* [TEXT PROVIDED]
What do you enjoy most about writing this series?

I love getting to bring these characters to life, so to speak. They feel like friends to me, and writing out these adventures, instead of just having them in my head, allows other people to meet them, to love them or hate them (or love to hate them!).  It is also a lot of fun to dig deeper into the 80s. I have a playlist of songs I play to get me in the mood sometimes, and I’ve been digging out the 80s movies to watch as a family. It’s amazing what was acceptable back then!

Did you learn anything during the writing of your recent book?

So much! And sometimes it’s the small things. I’m from Canada, but I try to ensure the characters refer to things as they would in the US, so soda (not pop). I discovered that Bits-n-Bites are Canadian, so I had to swap them out for Chex Mix. Also, I’ve always called it Kraft Dinner, but I learned that in the US it’s called Kraft Macaroni and Cheese. Who knew, right?

You’ve published two books now, both in the same series. Do you have a favorite, and if so, why?

The second book for sure. Yesterday’s Gone, the first book, has a lot of set up in it. I think that’s difficult to avoid in the first book in the series. Songs from the Wood has a lot more about the characters and their interactions with each other. There are more musical references and, I think, an even better feeling of the 80s. If you are on the fence with book one, I really recommend checking out book two. There’s a lot of fun in those pages, including a party!

Why did you decide to write YA?
I’m not sure I did, honestly. I set out to write this series with the intention of providing a great story to adults who were nostalgic for the 80s and wanted a fun, quick read. I often feel like I don’t have enough time to read anymore, and so when I do sit down with a book, I want to be able to get into it easily, to fall into the pages and feel like I’m right there, a part of the story.

I kind of tried avoid the idea of a YA novella, but here we are! I was surprised to learn that (according to different reports) between 55-70% of YA book sales are adults. It sounds like lots of adults love their YA fiction.

If you could spend time with a character from your book whom would it be? And what would you do during that day?

So many of them. Honestly. Just for different reasons. I’d be so nervous hanging out with Tetsu because of all the trouble he’d probably get us in, but he’s got a certain charm to him and it would be a day to never forget. I doubt I’d get to decide what we did though! Darius is just so enthusiastic it would be hard to not want to spend time with him. We could bike around or swim in his pool. And sweet little Kurt… I’d want to take him out of his house and let him go wild in the bookstore. Adelaide, well, I’d love to hear her deepest fears and promise her I’ll keep them a secret, then eat a big meal and hand her a packet of leftovers. Andy, and he doesn’t make much of an appearance yet, he’d be fun to spend time with. We’d go for a hike and get ice cream afterward, then maybe watch Indiana Jones or James Bond in the evening.

[Saved entries]
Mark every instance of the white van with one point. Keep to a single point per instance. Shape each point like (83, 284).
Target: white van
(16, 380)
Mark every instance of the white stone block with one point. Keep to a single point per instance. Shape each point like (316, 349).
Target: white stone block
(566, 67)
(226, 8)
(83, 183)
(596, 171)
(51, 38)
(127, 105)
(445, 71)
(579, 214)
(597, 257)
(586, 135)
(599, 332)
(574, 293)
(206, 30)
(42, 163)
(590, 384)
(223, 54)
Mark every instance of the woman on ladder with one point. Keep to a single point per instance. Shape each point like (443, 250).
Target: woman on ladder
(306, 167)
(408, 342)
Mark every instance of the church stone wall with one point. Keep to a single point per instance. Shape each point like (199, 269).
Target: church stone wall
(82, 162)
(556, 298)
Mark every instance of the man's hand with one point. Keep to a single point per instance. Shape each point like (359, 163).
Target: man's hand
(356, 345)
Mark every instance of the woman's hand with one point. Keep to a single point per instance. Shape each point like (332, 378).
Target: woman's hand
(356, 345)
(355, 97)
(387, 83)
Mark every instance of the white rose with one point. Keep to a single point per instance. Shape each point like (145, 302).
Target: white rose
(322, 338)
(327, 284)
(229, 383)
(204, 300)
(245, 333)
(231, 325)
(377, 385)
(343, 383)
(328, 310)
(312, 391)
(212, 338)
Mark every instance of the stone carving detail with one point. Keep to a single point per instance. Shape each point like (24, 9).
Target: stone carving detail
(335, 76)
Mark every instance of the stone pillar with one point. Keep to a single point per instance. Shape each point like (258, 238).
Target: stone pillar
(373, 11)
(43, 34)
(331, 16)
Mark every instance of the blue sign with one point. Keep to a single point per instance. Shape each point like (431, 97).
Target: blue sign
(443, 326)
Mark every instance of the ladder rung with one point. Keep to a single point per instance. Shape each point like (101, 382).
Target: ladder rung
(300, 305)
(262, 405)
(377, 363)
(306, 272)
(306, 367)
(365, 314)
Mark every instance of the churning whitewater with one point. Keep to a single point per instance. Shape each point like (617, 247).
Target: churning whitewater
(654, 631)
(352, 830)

* [WRITTEN INSTRUCTION 1] Repeat word for word the part of the author interview that begins at the words "I’m not sure" and ends after the words "of the story.".
* [WRITTEN INSTRUCTION 2] According to the author interview, what share of YA book sales are made to adults?

* [CORRECT RESULT 1]
I’m not sure I did, honestly. I set out to write this series with the intention of providing a great story to adults who were nostalgic for the 80s and wanted a fun, quick read. I often feel like I don’t have enough time to read anymore, and so when I do sit down with a book, I want to be able to get into it easily, to fall into the pages and feel like I’m right there, a part of the story.

* [CORRECT RESULT 2] Between 55 and 70 percent, according to different reports.